Referring expression pointing data:

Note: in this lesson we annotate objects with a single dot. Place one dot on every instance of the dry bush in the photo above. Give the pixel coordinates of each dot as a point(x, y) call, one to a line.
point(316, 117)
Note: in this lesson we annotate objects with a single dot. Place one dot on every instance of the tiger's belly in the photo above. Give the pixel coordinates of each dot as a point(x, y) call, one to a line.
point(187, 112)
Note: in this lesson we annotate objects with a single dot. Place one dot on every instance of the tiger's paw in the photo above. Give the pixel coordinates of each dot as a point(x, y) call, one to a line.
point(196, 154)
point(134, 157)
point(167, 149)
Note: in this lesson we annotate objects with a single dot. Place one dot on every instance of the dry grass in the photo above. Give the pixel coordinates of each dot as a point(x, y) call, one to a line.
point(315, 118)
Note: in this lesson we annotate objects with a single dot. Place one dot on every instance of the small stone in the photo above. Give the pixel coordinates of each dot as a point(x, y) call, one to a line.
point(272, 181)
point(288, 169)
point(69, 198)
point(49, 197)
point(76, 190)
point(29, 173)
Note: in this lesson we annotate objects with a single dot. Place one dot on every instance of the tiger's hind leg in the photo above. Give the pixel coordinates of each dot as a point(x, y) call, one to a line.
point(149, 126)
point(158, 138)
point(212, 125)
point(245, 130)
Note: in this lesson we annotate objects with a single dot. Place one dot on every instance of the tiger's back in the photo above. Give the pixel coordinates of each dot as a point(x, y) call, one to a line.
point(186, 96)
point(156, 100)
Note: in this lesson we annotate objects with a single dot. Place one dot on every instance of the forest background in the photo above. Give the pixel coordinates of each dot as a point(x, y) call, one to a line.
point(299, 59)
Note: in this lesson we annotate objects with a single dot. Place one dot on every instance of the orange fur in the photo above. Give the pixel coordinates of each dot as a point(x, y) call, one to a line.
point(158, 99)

▶ _TASK REQUIREMENTS_:
Repeat the records above in full, character for character.

▶ _EXERCISE SOLUTION_:
Note: in this lesson we annotate objects with a single dot. Place one dot on every instance of the dry bush in the photo above. Give the pixel coordinates of each dot as a point(x, y) call, one to a line.
point(316, 117)
Note: in this lesson we annotate objects with a single dot. Place one dot on every instance of the tiger's belly in the photo above. Give the pixel coordinates of each dot as a point(x, y) call, one to a line.
point(187, 112)
Note: in this lesson we annotate objects with a single dot. Place one dot on every instance of the tiger's paw in the photo above. Give the pixel coordinates of each dot as a point(x, y) call, one to a line.
point(196, 154)
point(134, 157)
point(167, 149)
Note: in this lesson we annotate objects with a single dot. Place one dot on every instance of the dry grass in the photo above. Give the pixel coordinates of each dot as a point(x, y) call, one to a line.
point(315, 118)
Note: in this lesson we annotate objects with a single dot. Place one dot on every instance of the small stone in the photo above. Give the pixel coordinates of each dot as a point(x, y) call, one to a line.
point(272, 181)
point(288, 169)
point(69, 198)
point(49, 197)
point(76, 190)
point(29, 173)
Note: in this lesson we annotate objects with a single dot. Place one dot on every instance of the tiger's hind leg in the photo above. Give the pixel coordinates of each dot as a point(x, y) call, one to a line.
point(149, 126)
point(158, 138)
point(212, 125)
point(245, 130)
Note: in this lesson we annotate objects with a single dot. Place one dot on every instance of the tiger's back in the photo above. Give the pixel coordinates of each dot as a point(x, y) call, one to a line.
point(186, 96)
point(156, 100)
Note: in this lesson we annotate objects with a single dot. Place one dot on every instance of the forest background in the photo above. Give the pixel coordinates of each dot as a point(x, y) call, one to a line.
point(299, 59)
Note: in this lesson we annotate objects with a single dot. Place one dot on every instance of the orange fur in the photo above. Give the pixel coordinates of each dot as a point(x, y) call, one to a line.
point(158, 99)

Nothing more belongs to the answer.